**WORK INSTRUCTION:** Transcribe each record exactly, but omit pictures.

**RECORDS SUPPLIED:**

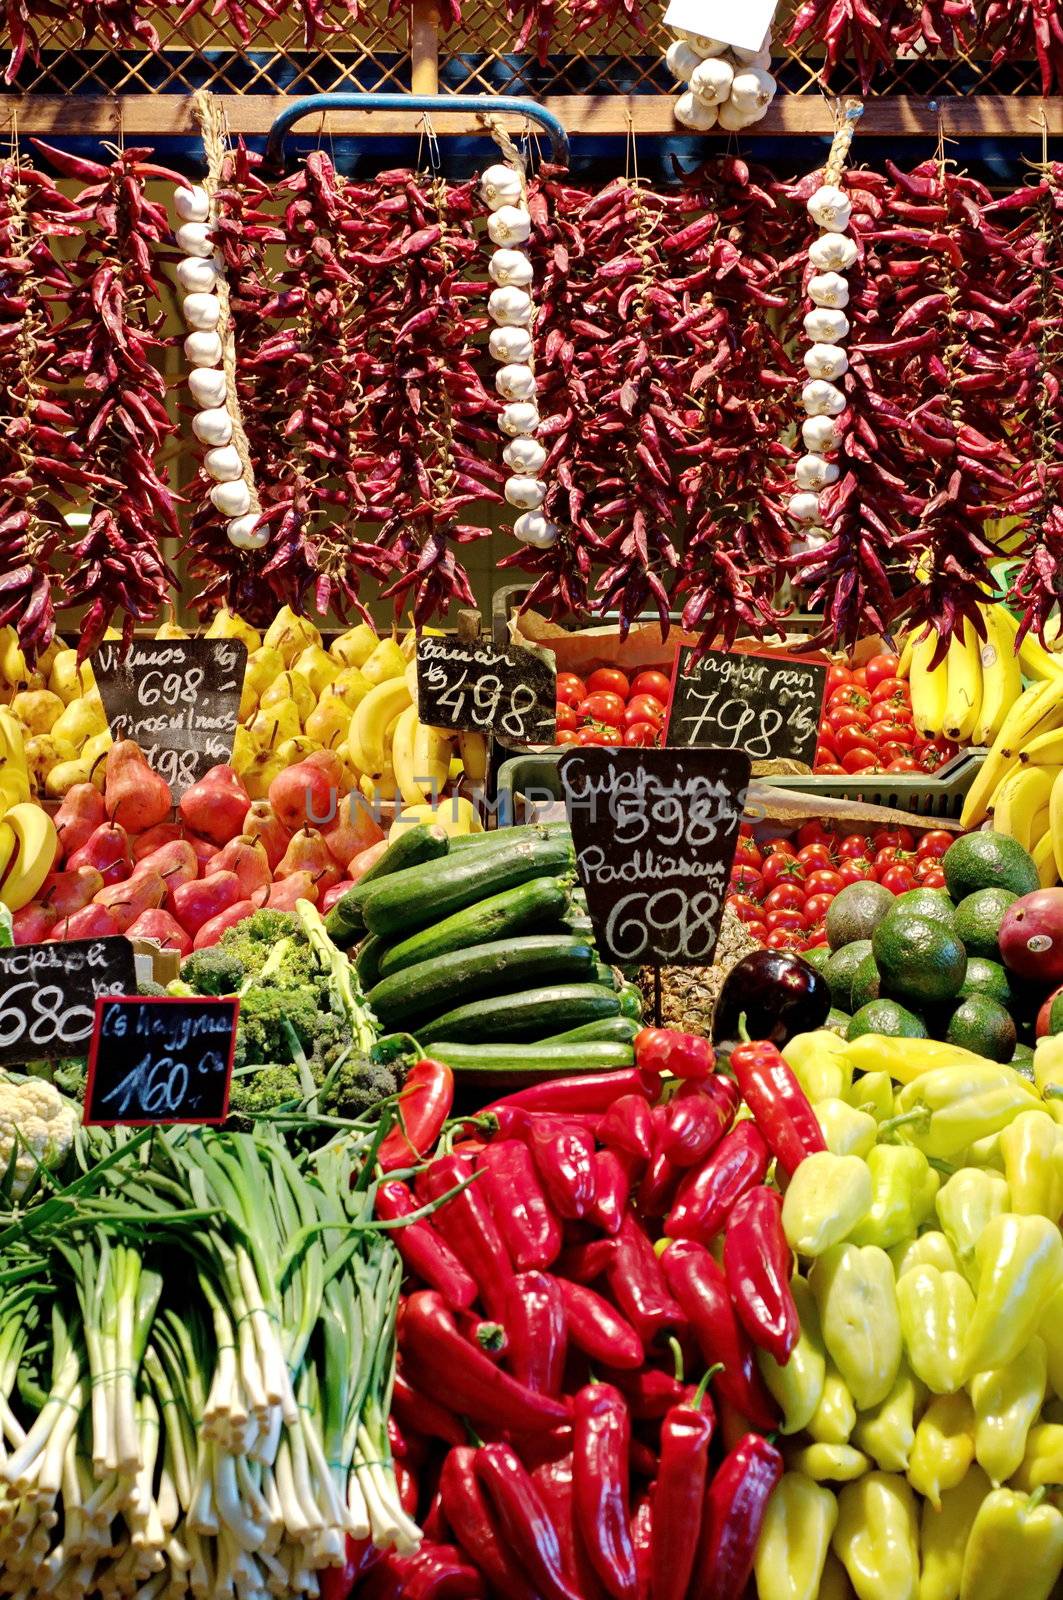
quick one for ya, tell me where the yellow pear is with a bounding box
[155,614,190,640]
[238,681,258,722]
[23,735,77,791]
[81,728,113,768]
[0,629,29,689]
[304,696,352,749]
[361,637,408,686]
[47,730,110,795]
[292,643,339,698]
[330,624,379,669]
[243,646,286,698]
[205,606,262,655]
[34,639,61,678]
[275,735,322,766]
[51,697,106,749]
[328,668,373,711]
[263,604,320,664]
[248,700,301,746]
[242,749,288,802]
[231,725,256,773]
[260,672,314,724]
[49,650,96,704]
[10,689,65,736]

**SOLUTION:**
quick one for ya, tell me where the yellow pear is with a bounding box
[155,614,190,640]
[238,681,258,722]
[23,735,77,791]
[81,728,113,768]
[0,629,29,689]
[304,696,352,749]
[361,637,408,686]
[47,730,110,795]
[292,643,339,698]
[330,624,379,669]
[243,646,286,698]
[205,606,262,655]
[34,639,61,678]
[275,735,322,766]
[51,697,106,749]
[328,668,373,711]
[263,604,320,664]
[248,700,301,746]
[242,749,288,802]
[231,725,256,773]
[260,672,314,724]
[49,650,96,704]
[10,689,65,736]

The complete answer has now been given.